Stated problem -> Extract the entries below verbatim, from the very first line through the line that contains "450,394 -> 500,462". Include both of those lines.

Supplied records ->
════
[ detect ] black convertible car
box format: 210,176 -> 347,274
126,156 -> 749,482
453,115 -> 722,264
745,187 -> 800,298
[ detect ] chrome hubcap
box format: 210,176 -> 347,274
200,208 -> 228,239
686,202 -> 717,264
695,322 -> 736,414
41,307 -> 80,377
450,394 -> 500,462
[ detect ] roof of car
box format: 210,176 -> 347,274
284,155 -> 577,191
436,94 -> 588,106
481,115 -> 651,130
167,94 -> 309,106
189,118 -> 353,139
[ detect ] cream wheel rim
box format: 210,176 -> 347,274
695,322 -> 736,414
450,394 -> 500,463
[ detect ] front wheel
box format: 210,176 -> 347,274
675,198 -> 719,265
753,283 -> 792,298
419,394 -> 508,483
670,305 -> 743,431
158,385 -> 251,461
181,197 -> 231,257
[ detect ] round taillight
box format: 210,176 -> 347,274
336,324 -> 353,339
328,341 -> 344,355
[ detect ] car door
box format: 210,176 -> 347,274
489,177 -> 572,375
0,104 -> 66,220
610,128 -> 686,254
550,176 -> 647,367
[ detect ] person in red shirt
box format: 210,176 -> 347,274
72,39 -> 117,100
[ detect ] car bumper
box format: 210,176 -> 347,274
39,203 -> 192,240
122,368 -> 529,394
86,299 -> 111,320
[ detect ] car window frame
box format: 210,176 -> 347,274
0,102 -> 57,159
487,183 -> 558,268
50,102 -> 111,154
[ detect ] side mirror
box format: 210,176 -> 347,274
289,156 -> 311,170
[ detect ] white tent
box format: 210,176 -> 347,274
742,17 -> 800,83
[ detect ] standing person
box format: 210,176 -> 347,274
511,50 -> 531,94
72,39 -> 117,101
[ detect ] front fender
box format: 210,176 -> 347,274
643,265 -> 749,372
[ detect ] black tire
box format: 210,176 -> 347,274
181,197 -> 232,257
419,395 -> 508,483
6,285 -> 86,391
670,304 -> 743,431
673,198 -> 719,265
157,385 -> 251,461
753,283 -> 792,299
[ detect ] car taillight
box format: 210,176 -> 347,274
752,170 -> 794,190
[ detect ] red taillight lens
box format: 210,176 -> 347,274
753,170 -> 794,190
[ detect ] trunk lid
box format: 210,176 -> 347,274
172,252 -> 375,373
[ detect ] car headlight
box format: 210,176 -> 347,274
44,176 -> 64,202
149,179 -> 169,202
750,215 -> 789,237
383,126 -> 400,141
════
Result ->
[ detect ] black convertible car
box format: 210,176 -> 347,274
126,156 -> 749,482
453,115 -> 722,264
745,187 -> 800,298
[ detect ] chrome hubcap
box format: 210,176 -> 347,274
200,208 -> 228,239
686,202 -> 717,264
695,322 -> 736,414
41,307 -> 80,377
450,394 -> 500,462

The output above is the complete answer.